- Set tasks -
1) In the piece on Judge Learned Hand, why should no Justice overestimate his own importance? Answer in one to three sentences.
2) Translate this sentence from the piece on Judge Learned Hand into Spanish: "So no Justice should overestimate his own importance on the continuous spectrum of the American legal system."
3) From the piece on Judge Learned Hand, return the passage starting at "In this regard, one" and ending at "to help it.", word for word.

Judge Learned Hand - Herbert Packer - Gerald Gunther

During my student days, when I was the student assistant for Herbert Packer at Stanford Law School, my first task was to devise a system of organization for the private collection of papers of Judge Billings Learned Hand, which had been entrusted to Packer for research purposes. (This collection later went to the late Professor Gerald Gunther after Packer's untimely death, and resulted in a book Gunther published by the Harvard University Press entitled Learned Hand: The Man and the Judge.)

I recall one handwritten note made by Judge Learned Hand to his colleague Judge Clark on the 2nd Circuit Court of Appeals - it was a custom of the 2nd Circuit to exchange written memos on cases being decided - which went something like this (I paraphrase since I no longer have the original text): "You probably wonder why I spend all of this time dealing with the precedents of former cases, weighing and sifting, even though we have decided to overrule these precedents in the instant case. This is of eminent importance, but you will never learn this from me, never from me!" It was an exasperated Learned Hand who apparently was trying to get his fellow judge to understand that respect had to be paid to the case law that was in force prior to their decision, but he was apparently making little headway with Judge Clark.

Even a Justice is but a Cog in the Wheel

On this score, I am afraid that Justice Scalia might be the subject of the same wrath of Judge Learned Hand, and rightly so, for the reasons given above. What Justice Scalia or for that matter ANY Justice of the Supreme Court thinks as a judge is only one small cog in the giant wheel of American jurisprudence that has been turning long before these Justices and will turn long after them. So no Justice should overestimate his own importance on the continuous spectrum of the American legal system. He or she, as we all, has a JOB to do.

Liberty Lies in the Hearts of Men - not in Law Cases

In this regard, one of my favorite quotes from Judge Learned Hand is this, from the Yale Alumni Magazine on June 6, 1941:

"I often wonder whether we do not rest our hopes too much upon
constitutions, upon laws, and upon courts. These are false hopes;
believe me, these are false hopes. Liberty lies in the hearts of men
and women, when it dies there, no constitution, no law, no court can
save it
; no constitution, no court, no law can even do much to help it.

- Data provided -
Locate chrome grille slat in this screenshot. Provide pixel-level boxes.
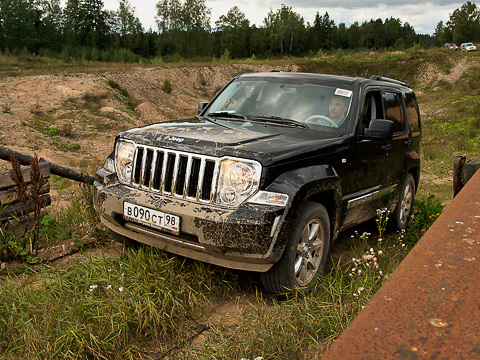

- Solved problems -
1) No Justice should overestimate his own importance because what any Justice thinks as a judge is only one small cog in the giant wheel of American jurisprudence. That wheel was turning long before these Justices and will keep turning long after them.

2) Por lo tanto, ningún magistrado debería sobrestimar su propia importancia en el espectro continuo del sistema jurídico estadounidense.

3)
In this regard, one of my favorite quotes from Judge Learned Hand is this, from the Yale Alumni Magazine on June 6, 1941:

"I often wonder whether we do not rest our hopes too much upon
constitutions, upon laws, and upon courts. These are false hopes;
believe me, these are false hopes. Liberty lies in the hearts of men
and women, when it dies there, no constitution, no law, no court can
save it
; no constitution, no court, no law can even do much to help it.